:: SET TASKS ::
(1) Give every year that the symposium announcement mentions, listing each one only once.
(2) In one to three sentences, explain what Sophie Yanow's presentation will cover according to the symposium announcement, and what the book she will show slides from is about.

81st meeting of the NY Comics & Picture-story Symposium, Tuesday, April 8, 2014 at 7:00 PM at Parsons The New School, 2 West 13th Street, in the Bark Room (off the lobby). Presentations by Sophie Yanow and Sam Alden. Sophie Yanow will discuss journaling and nonlinear storytelling, and show slides from her new book War of Streets and Houses (Uncivilized Books, 2014), a queer cartoon memoir on urban planning and popular revolt. Sophie Yanow was born north of San Francisco in 1987. In 2011 she moved to Montreal, and with the Colosse collective published In Situ, her acclaimed autobiographical comics series. She was an invited artist-researcher for the Canadian Center for Architecture’s “C for Condo” workshop, and her work has been exhibited throughout the US and Canada. She lives in Montreal. Sam Alden‘s talk will focus on what he’s learned in the last year about materials and their effect on a narrative. Sam Alden was born in 1988 in Portland, Oregon. In 2013 he was nominated for three Ignatz Awards, and won for Promising New Talent; his work has since been selected twice for The Best American Comics series. His first collection, It Never Happened Again, is debuting from Uncivilized Books in Spring 2013. Sam lives in Montreal.

:: COLLECTED MATERIAL ::

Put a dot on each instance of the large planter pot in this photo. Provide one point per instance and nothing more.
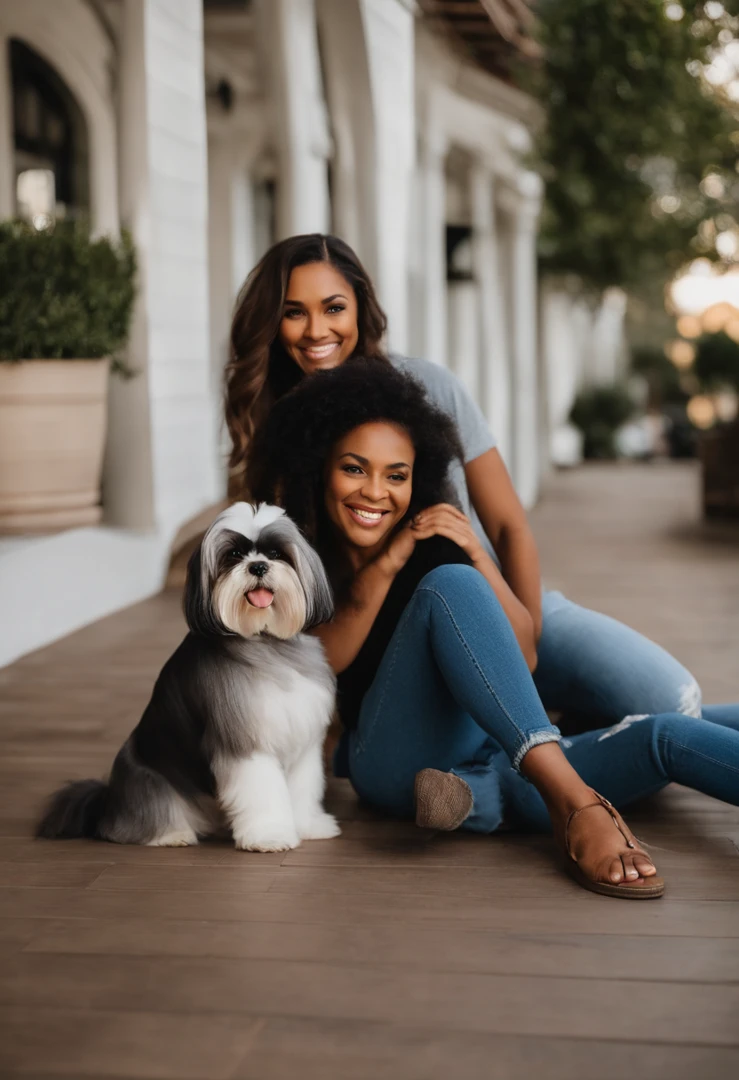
(720, 461)
(53, 417)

:: THE ANSWERS ::
(1) 2014, 1987, 2011, 2013, 1988

(2) Sophie Yanow will discuss journaling and nonlinear storytelling and show slides from her new book, War of Streets and Houses (Uncivilized Books, 2014). The book is a queer cartoon memoir on urban planning and popular revolt.